DOCUMENT SEGMENT |
# Harrods Sells Kittens



## Sypher (Sep 29, 2008)

The misses is out shopping with a friend when she calls me from Harrods (I suddenly feel a sharp pain in the wallet!) and informs me that they are selling BSH and Bengal kittens, for no less than £900 I might add. I'm not normally bothered by how much people want to sell their animals for, as I always think it will be the smallest amount you will pay out for an animal in it's lifetime but my heart sank when I asked if the breeder was there and if the mother could be seen - to both the answer was no. 

Apparently you do have to go to an interview to see if you have a suitable home but this is done by a department store clerk and not the breeder.

I would of expected better from an internationally recognised store (stupid me). Just seems like a glorified kitten farm.


----------



## Guest (Nov 15, 2008)

Harrods have been selling pets for years. Infact they will source any pet for you. So if say you wanted a rare breed of animal they will source it for you.


----------



## Sypher (Sep 29, 2008)

mrsdusty said:


> Harrods have been selling pets for years. Infact they will source any pet for you. So if say you wanted a rare breed of animal they will source it for you.


I knew they sourced animals but didn't realise they sold them in store - but I've only been in there once as it's not my cup of tea. I didn't see any when I was there.


----------



## colliemerles (Nov 2, 2007)

our pet shop has kittens in , moggies not pedigrees, they are £65 i think, i try not to go in there, i would feel sorry for them and end up bringing them all home,


----------



## deedeedee (Apr 2, 2008)

Really!!!  

I havent seen puppies in kittens in pet shops for a long time - I am like you I would want to bring them all home.

D x


----------



## LittleMissSunshine (Aug 31, 2008)

the pet shop is behind the christmas dept, last time I was in there they were doing ragdoll kittens for about £1500!!!


----------



## colliemerles (Nov 2, 2007)

hannahbanana129 said:


> the pet shop is behind the christmas dept, last time I was in there they were doing ragdoll kittens for about £1500!!!


.....:eek6:.....


----------



## testmg80 (Jul 28, 2008)

It's sad that famous stores like that would sell kittens, much less puppies.
Part of my animal rights movement is getting rid of puppy mills, much less trying to get rid of cat farming. One of the other Forums I used to belong to was NoPuppyMills Forums B4 I got banned from there (my right wing extremist views on animal abuse was too much for them, that and some hacking (wait, I didn't say that, who me hack,? nah). The conditions in puppy farms and cat farms are horrific. If the kittens and puppies can't be sold, they prob they wind up in places like HLS.

Steve

Puppy mills breed misery
boycott stores that sell puppies
Hearts United for Animals - national no-kill animal shelter, sanctuary and animal welfare organization.


----------



## Snipez (Nov 10, 2008)

they'll be bringing back the dancing bears next!


----------

DATA EXCERPT |
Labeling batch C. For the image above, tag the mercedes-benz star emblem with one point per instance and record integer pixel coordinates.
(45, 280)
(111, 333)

REQUESTS |
1: Write out the part of the Harrods kittens thread that opens with the words containing "# Harrods Sells" and closes with "glorified kitten farm.".
2: In the Harrods kittens thread, what price was Harrods asking for the BSH and Bengal kittens?
Nothing in the listing is needed.

IN RESPONSE |
1:
# Harrods Sells Kittens



## Sypher (Sep 29, 2008)

The misses is out shopping with a friend when she calls me from Harrods (I suddenly feel a sharp pain in the wallet!) and informs me that they are selling BSH and Bengal kittens, for no less than £900 I might add. I'm not normally bothered by how much people want to sell their animals for, as I always think it will be the smallest amount you will pay out for an animal in it's lifetime but my heart sank when I asked if the breeder was there and if the mother could be seen - to both the answer was no. 

Apparently you do have to go to an interview to see if you have a suitable home but this is done by a department store clerk and not the breeder.

I would of expected better from an internationally recognised store (stupid me). Just seems like a glorified kitten farm.

2: £900.